■ **Required task**
In the records starting with the line that contains "in pasture in" and continuing through the line that contains "81], [79, 80]]", change every "SHOULD" to "MUST" and leave everything else unchanged. Give only those lines.
===== Data rows =====
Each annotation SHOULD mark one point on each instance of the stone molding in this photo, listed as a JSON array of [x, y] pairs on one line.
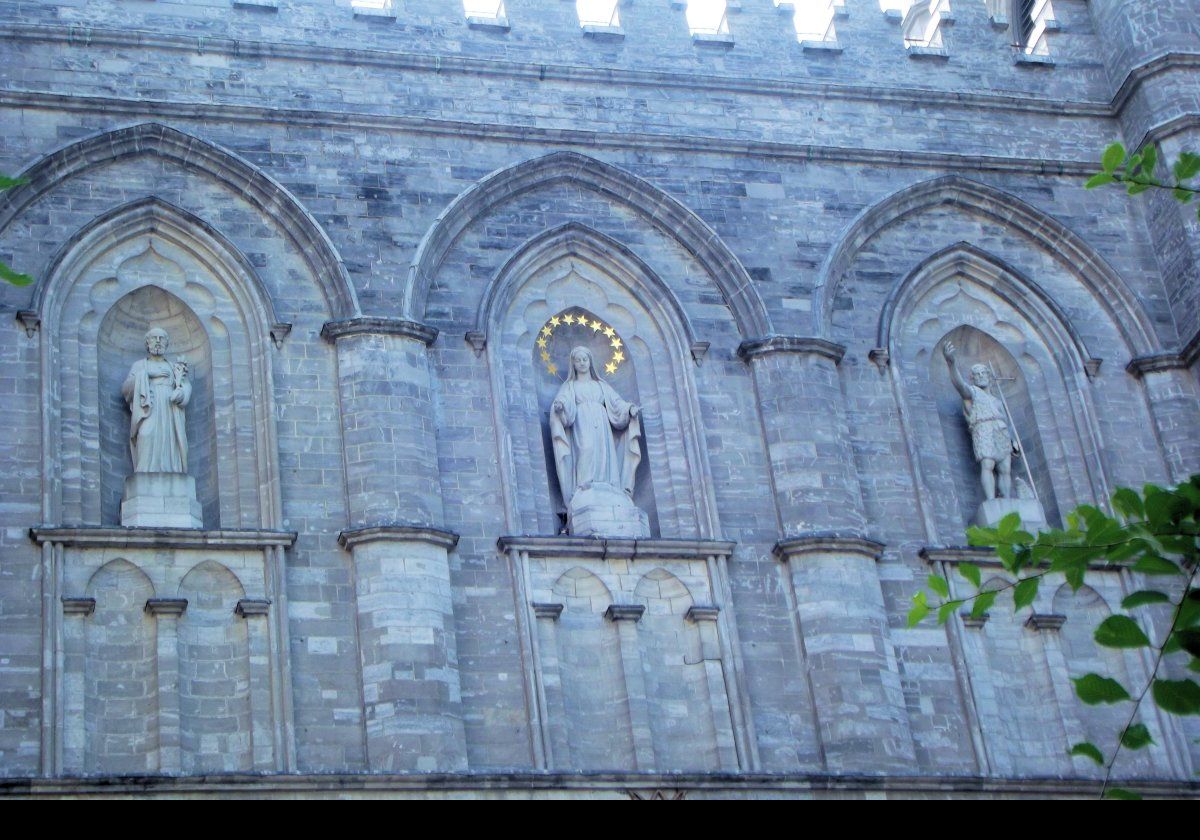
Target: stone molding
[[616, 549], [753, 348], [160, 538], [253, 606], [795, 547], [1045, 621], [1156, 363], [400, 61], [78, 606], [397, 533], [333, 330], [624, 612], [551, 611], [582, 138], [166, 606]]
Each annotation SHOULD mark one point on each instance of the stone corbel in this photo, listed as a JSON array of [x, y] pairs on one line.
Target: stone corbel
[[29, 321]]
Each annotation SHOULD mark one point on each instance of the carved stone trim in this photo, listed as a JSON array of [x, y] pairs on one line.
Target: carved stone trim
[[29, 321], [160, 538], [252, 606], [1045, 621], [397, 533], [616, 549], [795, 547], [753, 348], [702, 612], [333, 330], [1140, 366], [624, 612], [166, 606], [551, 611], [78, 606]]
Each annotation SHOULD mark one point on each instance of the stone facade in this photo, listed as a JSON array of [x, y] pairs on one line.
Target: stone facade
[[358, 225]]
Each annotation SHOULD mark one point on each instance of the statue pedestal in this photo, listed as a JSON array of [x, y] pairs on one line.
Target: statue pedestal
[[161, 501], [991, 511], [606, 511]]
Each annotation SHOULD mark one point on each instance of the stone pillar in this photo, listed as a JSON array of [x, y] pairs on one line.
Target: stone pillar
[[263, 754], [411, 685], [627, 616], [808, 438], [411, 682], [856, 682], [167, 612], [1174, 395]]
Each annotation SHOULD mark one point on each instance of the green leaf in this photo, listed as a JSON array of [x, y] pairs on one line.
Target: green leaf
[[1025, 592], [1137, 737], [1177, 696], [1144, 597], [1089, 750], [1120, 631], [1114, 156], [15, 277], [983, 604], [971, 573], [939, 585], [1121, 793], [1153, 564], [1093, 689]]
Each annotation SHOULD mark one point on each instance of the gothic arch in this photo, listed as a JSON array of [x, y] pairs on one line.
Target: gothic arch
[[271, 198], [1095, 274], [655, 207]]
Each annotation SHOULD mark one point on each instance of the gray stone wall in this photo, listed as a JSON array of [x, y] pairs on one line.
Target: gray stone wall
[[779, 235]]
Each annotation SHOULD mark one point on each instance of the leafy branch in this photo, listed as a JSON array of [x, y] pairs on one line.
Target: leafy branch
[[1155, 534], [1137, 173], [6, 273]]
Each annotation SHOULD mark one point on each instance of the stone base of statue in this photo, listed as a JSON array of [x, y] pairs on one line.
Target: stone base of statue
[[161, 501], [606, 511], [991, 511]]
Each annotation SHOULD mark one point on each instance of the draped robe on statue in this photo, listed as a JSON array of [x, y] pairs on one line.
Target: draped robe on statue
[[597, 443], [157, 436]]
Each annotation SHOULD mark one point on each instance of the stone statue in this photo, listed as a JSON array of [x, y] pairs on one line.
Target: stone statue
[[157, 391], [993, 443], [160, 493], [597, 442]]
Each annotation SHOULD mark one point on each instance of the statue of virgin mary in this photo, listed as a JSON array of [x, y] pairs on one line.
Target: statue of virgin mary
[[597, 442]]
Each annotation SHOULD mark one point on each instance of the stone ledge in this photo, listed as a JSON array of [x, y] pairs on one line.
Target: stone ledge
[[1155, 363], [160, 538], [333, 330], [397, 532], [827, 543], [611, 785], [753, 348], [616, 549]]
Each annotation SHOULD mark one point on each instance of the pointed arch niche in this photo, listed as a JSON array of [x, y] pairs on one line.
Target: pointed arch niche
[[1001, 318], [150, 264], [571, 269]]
=====
===== Data rows =====
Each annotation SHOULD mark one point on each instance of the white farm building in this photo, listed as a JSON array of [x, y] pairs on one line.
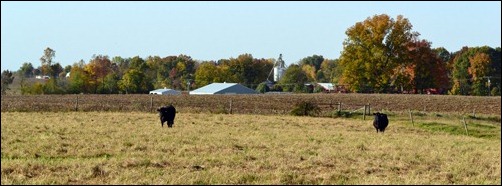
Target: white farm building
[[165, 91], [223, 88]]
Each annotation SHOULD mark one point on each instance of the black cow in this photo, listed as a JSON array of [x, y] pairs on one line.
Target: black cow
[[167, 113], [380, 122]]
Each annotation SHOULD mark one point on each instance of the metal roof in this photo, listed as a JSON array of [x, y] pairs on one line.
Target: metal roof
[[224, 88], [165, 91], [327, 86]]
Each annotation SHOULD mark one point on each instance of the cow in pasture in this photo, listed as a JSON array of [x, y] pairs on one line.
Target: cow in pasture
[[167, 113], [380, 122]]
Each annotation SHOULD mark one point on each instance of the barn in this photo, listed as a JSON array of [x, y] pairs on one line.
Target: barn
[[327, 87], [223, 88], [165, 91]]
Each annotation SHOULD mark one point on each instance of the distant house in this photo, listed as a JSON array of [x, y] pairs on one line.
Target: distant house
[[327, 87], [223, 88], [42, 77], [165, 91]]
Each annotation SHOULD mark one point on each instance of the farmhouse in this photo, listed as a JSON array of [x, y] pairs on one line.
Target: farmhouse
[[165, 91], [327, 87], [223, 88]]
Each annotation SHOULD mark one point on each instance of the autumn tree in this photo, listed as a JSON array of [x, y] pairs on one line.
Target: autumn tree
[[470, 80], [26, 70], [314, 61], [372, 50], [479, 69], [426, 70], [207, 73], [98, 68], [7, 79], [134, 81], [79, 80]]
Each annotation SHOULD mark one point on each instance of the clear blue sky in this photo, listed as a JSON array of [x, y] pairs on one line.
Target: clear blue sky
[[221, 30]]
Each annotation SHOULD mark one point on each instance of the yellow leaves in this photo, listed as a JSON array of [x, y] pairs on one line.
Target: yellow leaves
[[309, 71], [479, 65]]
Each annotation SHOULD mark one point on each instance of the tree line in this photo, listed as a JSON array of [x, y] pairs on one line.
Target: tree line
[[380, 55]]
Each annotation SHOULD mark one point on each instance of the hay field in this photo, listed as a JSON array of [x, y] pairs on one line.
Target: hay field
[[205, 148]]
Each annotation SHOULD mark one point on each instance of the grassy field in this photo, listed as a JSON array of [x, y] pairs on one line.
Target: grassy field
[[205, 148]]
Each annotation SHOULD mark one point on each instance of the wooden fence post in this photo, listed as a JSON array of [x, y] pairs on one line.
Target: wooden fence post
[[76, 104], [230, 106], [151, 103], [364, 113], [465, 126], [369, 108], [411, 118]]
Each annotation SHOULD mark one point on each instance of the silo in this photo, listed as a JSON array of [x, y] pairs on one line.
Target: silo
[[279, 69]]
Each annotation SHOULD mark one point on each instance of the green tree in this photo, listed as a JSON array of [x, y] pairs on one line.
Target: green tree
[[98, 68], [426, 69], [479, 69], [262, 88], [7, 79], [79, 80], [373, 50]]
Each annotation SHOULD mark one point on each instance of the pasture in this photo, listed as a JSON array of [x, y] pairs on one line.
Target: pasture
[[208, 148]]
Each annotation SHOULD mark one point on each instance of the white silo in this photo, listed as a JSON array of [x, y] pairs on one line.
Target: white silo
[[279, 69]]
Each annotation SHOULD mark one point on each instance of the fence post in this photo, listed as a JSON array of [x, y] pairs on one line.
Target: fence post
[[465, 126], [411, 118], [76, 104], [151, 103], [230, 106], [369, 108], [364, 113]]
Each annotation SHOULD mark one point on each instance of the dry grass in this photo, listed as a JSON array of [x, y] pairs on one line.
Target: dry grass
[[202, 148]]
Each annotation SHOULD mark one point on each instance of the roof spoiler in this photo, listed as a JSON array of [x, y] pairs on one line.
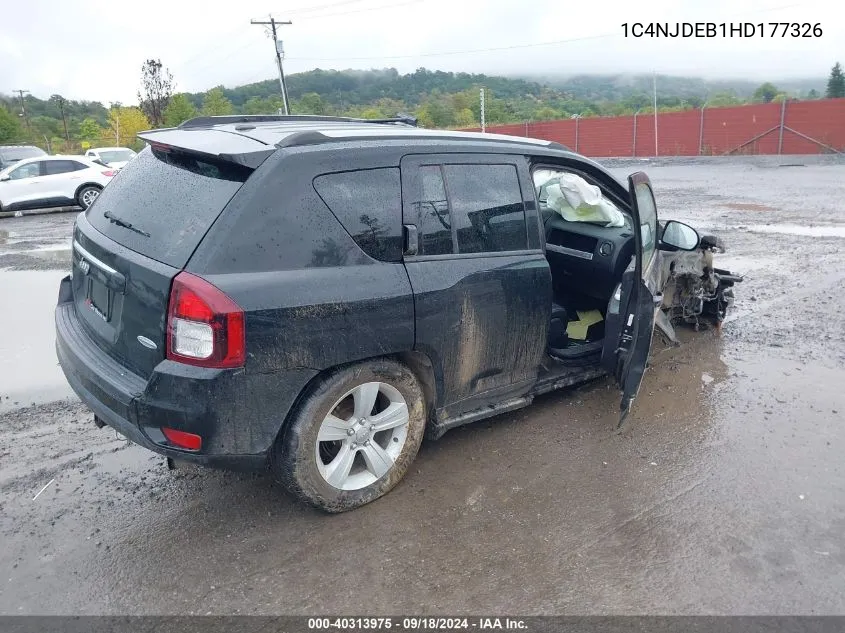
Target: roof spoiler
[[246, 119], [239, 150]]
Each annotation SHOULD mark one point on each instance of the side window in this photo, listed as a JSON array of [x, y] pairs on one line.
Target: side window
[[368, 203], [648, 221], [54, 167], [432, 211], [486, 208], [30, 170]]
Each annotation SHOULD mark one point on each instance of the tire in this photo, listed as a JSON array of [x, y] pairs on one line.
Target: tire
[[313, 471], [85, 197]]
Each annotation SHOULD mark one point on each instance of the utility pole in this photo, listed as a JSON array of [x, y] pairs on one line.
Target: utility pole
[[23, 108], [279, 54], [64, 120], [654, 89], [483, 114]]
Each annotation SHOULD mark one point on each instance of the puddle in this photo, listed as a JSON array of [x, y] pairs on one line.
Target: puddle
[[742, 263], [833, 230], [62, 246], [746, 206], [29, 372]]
=====
■ **Solution to the exercise**
Each annotation MUST mark one point on each instance of the cow in pasture in this photo, listed as a JSON array of [x, y] pairs on one line.
Target: cow in pasture
[[167, 113], [380, 122]]
Each annotation MUST mark one point on each instance of the barn in this photo, listed as a JSON array of [x, y] pairs on one line.
Target: barn
[[327, 87], [223, 88], [165, 91]]
Each annotation MUST mark one point on each instance of the distant house in this photo, listed as a JSON array of [x, y] pairs on one line.
Target: distant house
[[327, 87], [223, 88], [42, 77], [165, 91]]
Each annotation MUST mark one point on each instance of the farmhouse in this photo, listed as a JSON array of [x, y] pairs on one line.
Target: farmhouse
[[165, 91], [327, 87], [223, 88]]
Each annotation MUST mark one point on each instance of the autumn tree in this photo, listed as a JSON array of [x, y] pairs on one line.
Target: autumn tree
[[470, 80], [26, 70], [314, 61], [372, 50], [479, 69], [426, 70], [207, 73], [98, 68], [7, 79], [134, 81], [79, 80]]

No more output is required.